**AUFGABE:**
Schreibe den unten stehenden Text über das Gefühl, Teil einer Maschine zu sein, im Anschluss an seinen letzten Satz weiter.

Die Angst saß mir im Nacken und flüsterte mir vorlaut ins Ohr, doch ich konnte weder aufsehen, noch hinhören. Ich musste den Fluss der Maschine aufrecht erhalten. „Nicht panieren, nicht panieren!“
Und wie aus dem Nichts wurde mir klar: ich bin ein Teil der Maschine. Zwar denkend und aus Fleisch und Blut, doch trotzdem ein Teil einer ganzen Maschine, die ohne mich nicht funktionieren kann. Das machte mich einerseits interessant und andererseits unfassbar traurig.

Extrahierte Dateneinträge:

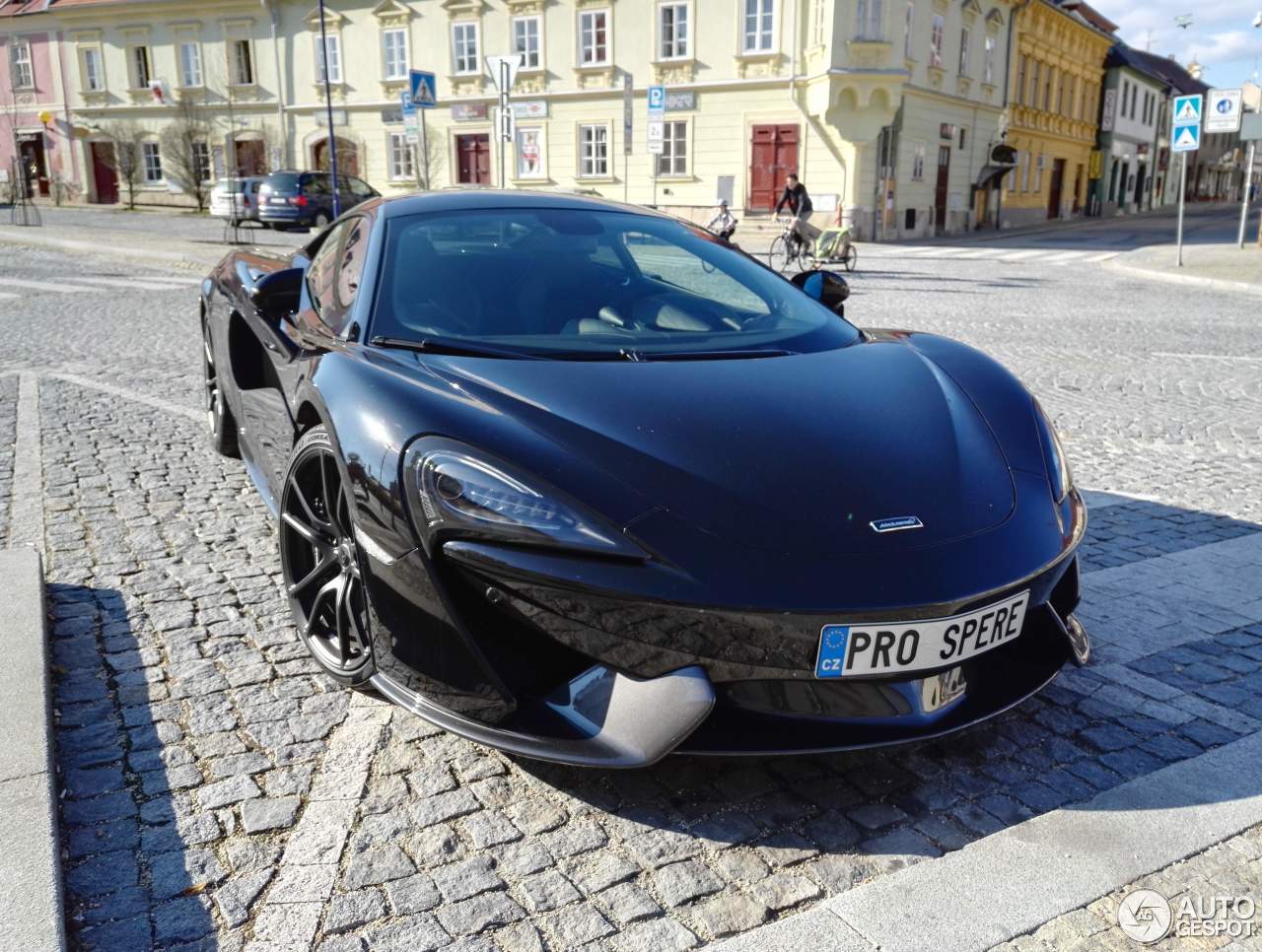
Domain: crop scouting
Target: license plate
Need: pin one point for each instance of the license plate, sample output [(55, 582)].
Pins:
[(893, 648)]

---

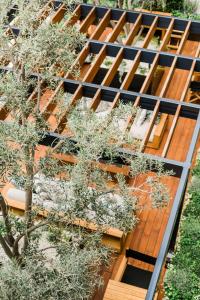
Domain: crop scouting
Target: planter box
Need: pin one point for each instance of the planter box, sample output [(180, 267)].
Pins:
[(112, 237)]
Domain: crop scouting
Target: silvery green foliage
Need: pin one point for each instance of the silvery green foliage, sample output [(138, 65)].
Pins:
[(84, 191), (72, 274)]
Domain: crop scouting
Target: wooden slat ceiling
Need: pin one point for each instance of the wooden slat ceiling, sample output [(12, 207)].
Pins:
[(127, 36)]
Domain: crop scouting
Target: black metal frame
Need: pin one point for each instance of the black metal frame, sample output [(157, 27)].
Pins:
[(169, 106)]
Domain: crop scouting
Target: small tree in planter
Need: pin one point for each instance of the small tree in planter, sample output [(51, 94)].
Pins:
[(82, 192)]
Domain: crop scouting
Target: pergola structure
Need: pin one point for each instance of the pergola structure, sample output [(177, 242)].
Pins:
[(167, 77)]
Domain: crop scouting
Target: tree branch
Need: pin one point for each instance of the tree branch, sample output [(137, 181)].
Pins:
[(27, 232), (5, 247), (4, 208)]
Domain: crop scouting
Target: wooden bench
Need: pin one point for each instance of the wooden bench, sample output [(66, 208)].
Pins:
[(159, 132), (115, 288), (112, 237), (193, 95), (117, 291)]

**ANTWORT:**
Ich war gerade dabei, innerlich meine Trauer zu zelebrieren, als einer der zwei oder drei Mitarbeiter oder Mitarbeiterinnen neben mir stand und mich lustig von der Seite anfummelte. Ich stoppte die Maschine, nahm meine Kapselgehörschutzkopfhörer ab und zog dann langsam meinen linken Schaumstoffgehörschutzstöpsel aus meinem Gehörgang, damit ich etwas verstehen konnte – denn Lippenlesen, das kann ich noch nicht!
Die erlösenden Worte des Mitarbeiters waren: „Du kannst an die Kopfhörer auch einen mp3-Player oder iPod anschließen! Probier’s mal, vielleicht gefällt’s dir!“
Ich stand da wie der letzte Idiot des untergehenden Abendlandes und grinste so lange debil in die kleine Abteilung, bis mein Trommelfell Schmerz verzeichnete und meine Augen freaky zu zucken begannen. Der Schmerz befreite mich aus meiner Idiotie und ich kam wieder zu mir.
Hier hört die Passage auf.